** Input **
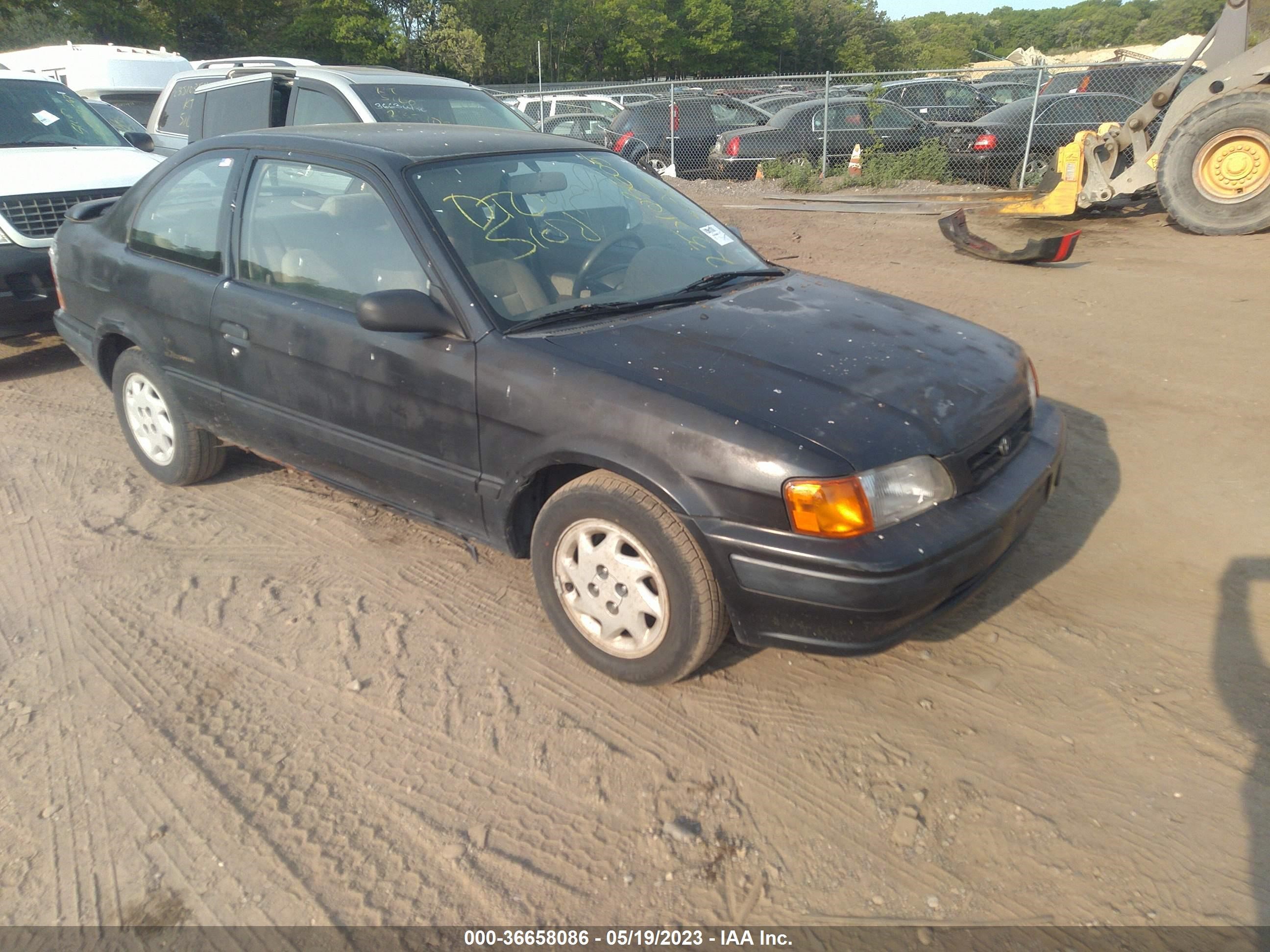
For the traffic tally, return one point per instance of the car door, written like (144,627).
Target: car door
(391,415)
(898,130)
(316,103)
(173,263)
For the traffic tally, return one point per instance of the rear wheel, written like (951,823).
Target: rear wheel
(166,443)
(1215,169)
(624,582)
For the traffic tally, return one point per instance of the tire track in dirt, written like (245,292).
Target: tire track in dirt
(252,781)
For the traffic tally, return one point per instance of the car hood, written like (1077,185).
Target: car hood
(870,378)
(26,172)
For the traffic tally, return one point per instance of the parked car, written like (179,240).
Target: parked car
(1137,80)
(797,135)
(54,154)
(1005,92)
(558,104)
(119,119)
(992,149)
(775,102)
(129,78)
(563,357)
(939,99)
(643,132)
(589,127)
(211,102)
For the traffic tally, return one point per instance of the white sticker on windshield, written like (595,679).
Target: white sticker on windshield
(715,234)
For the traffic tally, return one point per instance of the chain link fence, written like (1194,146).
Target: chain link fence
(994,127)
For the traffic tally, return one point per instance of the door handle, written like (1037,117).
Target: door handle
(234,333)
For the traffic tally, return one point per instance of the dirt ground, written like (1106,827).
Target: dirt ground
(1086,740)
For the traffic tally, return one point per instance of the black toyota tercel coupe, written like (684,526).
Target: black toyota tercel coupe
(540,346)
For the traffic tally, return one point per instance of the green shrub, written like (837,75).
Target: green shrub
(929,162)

* * *

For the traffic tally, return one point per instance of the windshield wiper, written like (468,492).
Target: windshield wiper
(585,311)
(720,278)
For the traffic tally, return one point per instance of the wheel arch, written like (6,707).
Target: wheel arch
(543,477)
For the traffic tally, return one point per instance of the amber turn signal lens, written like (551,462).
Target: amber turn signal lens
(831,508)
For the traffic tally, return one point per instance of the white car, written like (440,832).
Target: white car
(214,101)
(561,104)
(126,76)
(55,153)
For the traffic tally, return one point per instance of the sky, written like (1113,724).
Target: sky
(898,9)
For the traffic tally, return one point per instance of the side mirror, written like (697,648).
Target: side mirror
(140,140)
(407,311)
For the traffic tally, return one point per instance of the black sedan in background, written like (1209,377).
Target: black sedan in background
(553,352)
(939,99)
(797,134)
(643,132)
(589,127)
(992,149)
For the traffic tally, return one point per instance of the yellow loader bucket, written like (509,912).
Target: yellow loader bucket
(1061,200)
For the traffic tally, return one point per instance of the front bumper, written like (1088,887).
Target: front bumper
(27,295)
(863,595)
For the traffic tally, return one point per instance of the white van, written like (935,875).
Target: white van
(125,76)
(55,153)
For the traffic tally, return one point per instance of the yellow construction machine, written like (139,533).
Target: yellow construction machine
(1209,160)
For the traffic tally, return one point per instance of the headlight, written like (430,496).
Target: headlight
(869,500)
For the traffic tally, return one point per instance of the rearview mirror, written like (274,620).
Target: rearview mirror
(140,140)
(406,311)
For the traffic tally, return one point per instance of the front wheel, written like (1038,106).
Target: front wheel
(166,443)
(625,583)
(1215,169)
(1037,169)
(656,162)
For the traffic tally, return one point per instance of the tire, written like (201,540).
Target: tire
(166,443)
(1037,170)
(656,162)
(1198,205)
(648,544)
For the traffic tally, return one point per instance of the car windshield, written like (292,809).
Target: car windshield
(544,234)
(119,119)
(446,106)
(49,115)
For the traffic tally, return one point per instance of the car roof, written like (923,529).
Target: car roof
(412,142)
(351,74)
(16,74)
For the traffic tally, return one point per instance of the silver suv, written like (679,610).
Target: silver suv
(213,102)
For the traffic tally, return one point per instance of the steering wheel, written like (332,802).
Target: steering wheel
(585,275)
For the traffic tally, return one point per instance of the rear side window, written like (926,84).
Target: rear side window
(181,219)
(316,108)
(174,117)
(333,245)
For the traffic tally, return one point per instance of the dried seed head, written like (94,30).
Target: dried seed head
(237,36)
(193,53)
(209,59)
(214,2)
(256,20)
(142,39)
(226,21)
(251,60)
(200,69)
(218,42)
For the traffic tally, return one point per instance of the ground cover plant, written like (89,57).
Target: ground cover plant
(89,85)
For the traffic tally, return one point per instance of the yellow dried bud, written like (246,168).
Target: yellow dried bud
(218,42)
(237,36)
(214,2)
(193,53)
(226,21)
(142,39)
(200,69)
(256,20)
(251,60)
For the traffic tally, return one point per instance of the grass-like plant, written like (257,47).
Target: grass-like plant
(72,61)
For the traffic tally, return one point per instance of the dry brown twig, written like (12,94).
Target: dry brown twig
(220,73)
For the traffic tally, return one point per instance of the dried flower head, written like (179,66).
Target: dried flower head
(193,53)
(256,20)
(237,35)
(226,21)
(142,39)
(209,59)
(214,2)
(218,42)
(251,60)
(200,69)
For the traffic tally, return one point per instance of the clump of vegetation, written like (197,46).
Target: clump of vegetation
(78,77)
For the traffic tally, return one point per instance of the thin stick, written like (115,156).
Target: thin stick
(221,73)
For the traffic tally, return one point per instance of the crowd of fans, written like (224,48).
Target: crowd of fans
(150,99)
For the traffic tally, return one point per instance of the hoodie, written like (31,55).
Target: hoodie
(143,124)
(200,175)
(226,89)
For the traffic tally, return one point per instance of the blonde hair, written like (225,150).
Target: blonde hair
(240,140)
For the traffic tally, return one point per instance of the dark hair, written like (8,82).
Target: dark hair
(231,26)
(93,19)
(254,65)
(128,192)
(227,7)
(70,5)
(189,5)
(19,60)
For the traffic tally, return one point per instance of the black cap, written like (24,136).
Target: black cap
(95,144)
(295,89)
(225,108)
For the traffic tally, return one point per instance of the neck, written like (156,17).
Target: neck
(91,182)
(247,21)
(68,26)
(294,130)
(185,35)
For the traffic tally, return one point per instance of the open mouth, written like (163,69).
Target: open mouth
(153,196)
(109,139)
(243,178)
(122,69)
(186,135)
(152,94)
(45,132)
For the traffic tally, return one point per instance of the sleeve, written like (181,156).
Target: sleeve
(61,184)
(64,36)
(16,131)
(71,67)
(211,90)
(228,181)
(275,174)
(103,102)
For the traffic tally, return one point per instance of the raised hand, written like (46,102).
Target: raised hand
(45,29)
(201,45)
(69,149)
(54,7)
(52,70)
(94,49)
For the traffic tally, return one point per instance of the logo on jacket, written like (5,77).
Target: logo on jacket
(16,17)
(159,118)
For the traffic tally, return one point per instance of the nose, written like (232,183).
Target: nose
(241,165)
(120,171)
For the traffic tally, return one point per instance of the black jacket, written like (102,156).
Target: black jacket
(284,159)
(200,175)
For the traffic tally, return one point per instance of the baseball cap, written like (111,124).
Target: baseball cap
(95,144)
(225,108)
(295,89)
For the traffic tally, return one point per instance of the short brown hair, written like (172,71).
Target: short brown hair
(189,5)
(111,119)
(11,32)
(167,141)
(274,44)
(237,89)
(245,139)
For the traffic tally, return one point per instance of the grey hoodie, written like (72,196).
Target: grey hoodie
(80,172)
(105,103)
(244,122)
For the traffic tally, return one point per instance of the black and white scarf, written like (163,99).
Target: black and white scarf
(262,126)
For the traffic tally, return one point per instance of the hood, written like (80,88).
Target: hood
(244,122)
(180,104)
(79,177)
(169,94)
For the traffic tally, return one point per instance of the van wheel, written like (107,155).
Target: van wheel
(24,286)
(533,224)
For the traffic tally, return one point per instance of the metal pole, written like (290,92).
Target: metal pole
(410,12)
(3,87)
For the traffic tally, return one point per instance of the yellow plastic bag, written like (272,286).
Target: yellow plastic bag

--

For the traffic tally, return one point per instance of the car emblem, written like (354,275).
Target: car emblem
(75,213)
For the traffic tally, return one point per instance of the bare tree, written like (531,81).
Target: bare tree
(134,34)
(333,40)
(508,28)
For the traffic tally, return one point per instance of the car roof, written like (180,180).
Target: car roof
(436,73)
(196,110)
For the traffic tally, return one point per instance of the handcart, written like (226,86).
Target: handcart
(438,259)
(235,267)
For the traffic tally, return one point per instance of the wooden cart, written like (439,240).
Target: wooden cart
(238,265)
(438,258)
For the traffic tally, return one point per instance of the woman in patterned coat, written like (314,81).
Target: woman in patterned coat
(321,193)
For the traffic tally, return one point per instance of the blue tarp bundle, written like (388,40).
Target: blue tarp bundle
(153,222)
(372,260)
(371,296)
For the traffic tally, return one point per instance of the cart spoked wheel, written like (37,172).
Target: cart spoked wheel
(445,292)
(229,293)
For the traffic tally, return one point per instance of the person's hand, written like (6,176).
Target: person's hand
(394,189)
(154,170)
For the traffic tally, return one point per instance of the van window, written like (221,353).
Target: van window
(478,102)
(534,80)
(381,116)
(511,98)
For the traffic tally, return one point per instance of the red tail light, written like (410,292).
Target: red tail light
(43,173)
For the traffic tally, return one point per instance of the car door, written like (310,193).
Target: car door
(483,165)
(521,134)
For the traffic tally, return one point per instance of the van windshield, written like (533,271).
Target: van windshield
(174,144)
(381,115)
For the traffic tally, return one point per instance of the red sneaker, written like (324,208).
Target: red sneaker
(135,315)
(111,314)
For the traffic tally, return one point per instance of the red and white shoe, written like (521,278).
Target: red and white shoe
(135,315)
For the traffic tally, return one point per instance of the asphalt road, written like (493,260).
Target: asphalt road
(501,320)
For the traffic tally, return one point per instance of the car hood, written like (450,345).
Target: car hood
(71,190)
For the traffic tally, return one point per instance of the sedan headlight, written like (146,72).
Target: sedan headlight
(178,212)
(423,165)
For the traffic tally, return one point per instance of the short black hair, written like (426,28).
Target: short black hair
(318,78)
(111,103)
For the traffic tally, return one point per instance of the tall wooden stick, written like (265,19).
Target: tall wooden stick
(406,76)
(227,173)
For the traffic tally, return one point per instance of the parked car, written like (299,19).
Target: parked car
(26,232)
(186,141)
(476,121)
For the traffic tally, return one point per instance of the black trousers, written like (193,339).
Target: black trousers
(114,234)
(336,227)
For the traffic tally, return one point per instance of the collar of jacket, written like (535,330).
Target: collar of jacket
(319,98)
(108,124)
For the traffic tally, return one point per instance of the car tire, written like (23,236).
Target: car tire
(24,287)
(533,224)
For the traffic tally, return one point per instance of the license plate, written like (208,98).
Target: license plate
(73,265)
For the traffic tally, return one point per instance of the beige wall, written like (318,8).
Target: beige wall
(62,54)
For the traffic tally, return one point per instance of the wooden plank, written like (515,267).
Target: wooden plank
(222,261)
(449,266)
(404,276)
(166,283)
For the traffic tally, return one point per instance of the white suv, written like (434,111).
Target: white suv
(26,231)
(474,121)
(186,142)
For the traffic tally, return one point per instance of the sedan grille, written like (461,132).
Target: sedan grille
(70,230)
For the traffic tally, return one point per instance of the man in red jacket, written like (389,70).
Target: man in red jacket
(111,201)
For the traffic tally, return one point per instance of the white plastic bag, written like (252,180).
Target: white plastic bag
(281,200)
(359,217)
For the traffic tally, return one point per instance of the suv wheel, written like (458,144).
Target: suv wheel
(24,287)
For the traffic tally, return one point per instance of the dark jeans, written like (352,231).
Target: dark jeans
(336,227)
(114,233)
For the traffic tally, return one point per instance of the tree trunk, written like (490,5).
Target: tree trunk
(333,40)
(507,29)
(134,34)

** What to produce **
Using only the entries above, output the line with "Target: yellow dried bud", the line with "written like (179,66).", and all lines between them, exactly as they stand.

** Written response **
Target: yellow dried bud
(218,42)
(237,36)
(214,2)
(193,53)
(226,21)
(142,39)
(200,69)
(256,20)
(251,60)
For the traffic tally, return one point per instance of the grass-like plant, written like (257,47).
Target: grass-like plant
(72,61)
For the traffic tally, return one point per instance of the dry brown twig, written like (12,94).
Target: dry brown twig
(220,73)
For the traffic tally, return one point per instance of the dried flower head, written like (179,66).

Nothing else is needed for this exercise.